Below is a block of records; repeat each one exactly.

Stored dataset items
· · · · ·

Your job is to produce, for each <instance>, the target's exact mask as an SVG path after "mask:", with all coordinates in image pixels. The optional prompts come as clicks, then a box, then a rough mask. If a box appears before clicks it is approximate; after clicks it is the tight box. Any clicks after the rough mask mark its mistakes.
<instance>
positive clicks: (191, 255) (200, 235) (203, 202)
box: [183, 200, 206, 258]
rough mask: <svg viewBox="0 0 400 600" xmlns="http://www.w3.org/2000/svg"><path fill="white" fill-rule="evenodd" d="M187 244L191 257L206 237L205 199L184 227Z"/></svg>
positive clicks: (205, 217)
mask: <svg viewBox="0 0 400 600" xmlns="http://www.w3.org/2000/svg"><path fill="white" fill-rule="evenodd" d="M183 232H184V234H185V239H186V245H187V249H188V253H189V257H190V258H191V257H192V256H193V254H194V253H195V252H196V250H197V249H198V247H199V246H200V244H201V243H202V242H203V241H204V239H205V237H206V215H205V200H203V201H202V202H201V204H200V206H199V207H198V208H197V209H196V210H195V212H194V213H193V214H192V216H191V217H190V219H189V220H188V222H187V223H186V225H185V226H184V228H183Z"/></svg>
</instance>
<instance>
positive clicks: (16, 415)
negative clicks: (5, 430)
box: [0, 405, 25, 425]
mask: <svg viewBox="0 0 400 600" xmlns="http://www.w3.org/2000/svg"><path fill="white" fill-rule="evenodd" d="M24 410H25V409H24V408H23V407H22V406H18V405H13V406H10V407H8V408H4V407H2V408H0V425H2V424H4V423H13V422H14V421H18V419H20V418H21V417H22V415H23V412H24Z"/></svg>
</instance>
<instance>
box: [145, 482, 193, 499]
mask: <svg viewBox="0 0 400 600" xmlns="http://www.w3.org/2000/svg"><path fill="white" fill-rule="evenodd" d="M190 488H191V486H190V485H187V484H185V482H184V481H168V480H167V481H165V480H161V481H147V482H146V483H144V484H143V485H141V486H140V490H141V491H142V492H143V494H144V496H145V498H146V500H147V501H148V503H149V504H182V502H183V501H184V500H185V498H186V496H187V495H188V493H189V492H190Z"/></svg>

· · · · ·

**Result:**
Your job is to produce, for each <instance>, the target's exact mask as an SVG path after "mask:", with all coordinates in image pixels. The optional prompts come as clicks, then a box, then a rough mask. If a box appears before clicks it is approximate; after clicks it is the tight box. Any clicks after the rough mask mark its mistakes.
<instance>
positive clicks: (191, 255) (200, 235) (203, 202)
box: [183, 200, 206, 258]
rough mask: <svg viewBox="0 0 400 600" xmlns="http://www.w3.org/2000/svg"><path fill="white" fill-rule="evenodd" d="M187 244L191 257L206 237L205 199L184 227Z"/></svg>
positive clicks: (205, 217)
mask: <svg viewBox="0 0 400 600" xmlns="http://www.w3.org/2000/svg"><path fill="white" fill-rule="evenodd" d="M183 232H184V234H185V239H186V245H187V249H188V253H189V257H190V258H191V257H192V256H193V254H194V253H195V252H196V250H197V249H198V247H199V246H200V244H201V243H202V242H203V241H204V239H205V237H206V215H205V200H203V201H202V202H201V204H200V206H199V207H198V208H197V209H196V210H195V212H194V213H193V214H192V216H191V217H190V219H189V220H188V222H187V223H186V225H185V226H184V228H183Z"/></svg>
</instance>
<instance>
positive clicks: (16, 415)
negative clicks: (5, 430)
box: [0, 405, 25, 425]
mask: <svg viewBox="0 0 400 600" xmlns="http://www.w3.org/2000/svg"><path fill="white" fill-rule="evenodd" d="M24 410H25V409H24V408H23V407H22V406H18V405H13V406H10V407H8V408H4V407H2V408H0V425H2V424H4V423H13V422H14V421H18V419H20V418H21V417H22V415H23V412H24Z"/></svg>
</instance>
<instance>
box: [145, 482, 193, 499]
mask: <svg viewBox="0 0 400 600" xmlns="http://www.w3.org/2000/svg"><path fill="white" fill-rule="evenodd" d="M190 488H191V486H190V485H187V484H185V482H184V481H168V480H167V481H165V480H161V481H147V482H146V483H144V484H143V485H141V486H140V490H141V491H142V492H143V494H144V496H145V498H146V500H147V501H148V503H149V504H182V502H183V501H184V500H185V498H186V496H187V495H188V493H189V492H190Z"/></svg>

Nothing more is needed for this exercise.